## DOCUMENT SECTION
Tillinghast preferred the natural over the artificial. He appreciated aesthetic wows, but not where they were forced.
“A round of golf should present 18 inspirations — not necessarily thrills, because spectacular holes may be sadly overdone. Every hole may be constructed to provide charm without being obtrusive with it. When I speak of a hole being inspiring, it is not intended to imply that the visitor is to be subject to attacks of hysteria on every teeing ground.”
Though he was a superb golfer, he understood that the appeal in design should not be based on distance and difficulty, but rather on options and strategic choices. “The merit of any hole is not judged by its length but rather by its interest and its variety as elective play is apparent. It isn’t how far but how good!”
Up Close & Personal
Tillinghast was an excellent golfer. He competed in three U.S. Amateurs between 1905 and 1912, losing in match play to once and future champions Walter Travis, H. Chandler Egan and Chick Evans. He finished 25th in the 1910 U.S. Open, played at Philadelphia Cricket Club, where he was a member. In 1922, he would design the new course for his home club, at the club’s Flourtown facility, a course now known as Wissahickon.
Born a fortunate son to a prosperous Philadelphia rubber-making family, “Tillie,” as friends called him, first journeyed to St. Andrews in 1896, making the acquaintance of Old Tom Morris and even playing the Old Course with him.
He claimed to have been present for the invention of the term “birdie,” and took credit for popularizing it. During a casual gang-style round at Atlantic City Country Club on the Jersey Shore in 1903, one player in his party of 12 or so smacked a low, long second shot onto the green of a par-5 and another player exclaimed, “That’s a bird!”
One of the earliest successful golf writers, Tillinghast wrote a syndicated newspaper column before World War I and contributed to Golf Illustrated magazine, becoming its editor in 1933. He published rankings of the top 12 professionals, male amateurs and female amateurs, scoring a prescient coup in 1916, when he named 14-year-old Bobby Jones as the year’s 12th-ranked amateur.

## INFORMATION
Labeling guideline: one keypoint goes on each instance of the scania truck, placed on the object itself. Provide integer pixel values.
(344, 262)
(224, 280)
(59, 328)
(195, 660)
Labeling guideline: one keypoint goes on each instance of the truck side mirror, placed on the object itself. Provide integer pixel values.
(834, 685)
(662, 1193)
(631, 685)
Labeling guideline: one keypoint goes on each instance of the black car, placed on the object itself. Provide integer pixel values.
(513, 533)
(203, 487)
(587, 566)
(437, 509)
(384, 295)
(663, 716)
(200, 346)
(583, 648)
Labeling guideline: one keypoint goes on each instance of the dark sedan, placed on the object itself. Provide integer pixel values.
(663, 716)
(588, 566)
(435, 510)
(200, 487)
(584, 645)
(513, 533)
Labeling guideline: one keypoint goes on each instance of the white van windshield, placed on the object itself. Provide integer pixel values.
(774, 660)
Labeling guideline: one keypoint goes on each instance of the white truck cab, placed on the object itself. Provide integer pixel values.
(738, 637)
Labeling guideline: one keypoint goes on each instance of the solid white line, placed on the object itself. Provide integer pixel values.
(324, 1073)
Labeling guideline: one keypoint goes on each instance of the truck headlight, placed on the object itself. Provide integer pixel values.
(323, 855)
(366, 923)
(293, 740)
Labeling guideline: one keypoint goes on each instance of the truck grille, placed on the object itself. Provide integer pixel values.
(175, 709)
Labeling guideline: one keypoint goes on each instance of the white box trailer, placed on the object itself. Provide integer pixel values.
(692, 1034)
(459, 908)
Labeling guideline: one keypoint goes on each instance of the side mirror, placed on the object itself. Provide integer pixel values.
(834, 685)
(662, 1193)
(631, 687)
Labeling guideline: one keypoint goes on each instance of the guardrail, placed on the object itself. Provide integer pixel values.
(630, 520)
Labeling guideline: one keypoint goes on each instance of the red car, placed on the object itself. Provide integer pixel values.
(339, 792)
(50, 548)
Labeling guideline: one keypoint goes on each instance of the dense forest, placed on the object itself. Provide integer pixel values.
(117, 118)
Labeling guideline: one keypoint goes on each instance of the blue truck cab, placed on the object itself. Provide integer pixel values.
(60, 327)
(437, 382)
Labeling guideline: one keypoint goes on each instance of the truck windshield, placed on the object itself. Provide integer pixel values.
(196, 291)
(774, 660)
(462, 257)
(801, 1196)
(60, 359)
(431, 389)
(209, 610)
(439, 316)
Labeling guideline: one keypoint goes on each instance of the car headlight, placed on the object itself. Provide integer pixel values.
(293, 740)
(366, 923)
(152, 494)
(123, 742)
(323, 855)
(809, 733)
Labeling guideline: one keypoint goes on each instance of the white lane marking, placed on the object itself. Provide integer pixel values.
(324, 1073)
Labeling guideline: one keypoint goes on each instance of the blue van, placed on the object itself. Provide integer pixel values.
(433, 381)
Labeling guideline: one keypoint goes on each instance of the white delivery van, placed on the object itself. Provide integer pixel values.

## ACTIVITY
From the passage on Tillinghast, reproduce the part that begins at the words "Born a fortunate" and stops after "Course with him.". Rely only on the passage about Tillinghast.

## ANSWER TO THE PROBLEM
Born a fortunate son to a prosperous Philadelphia rubber-making family, “Tillie,” as friends called him, first journeyed to St. Andrews in 1896, making the acquaintance of Old Tom Morris and even playing the Old Course with him.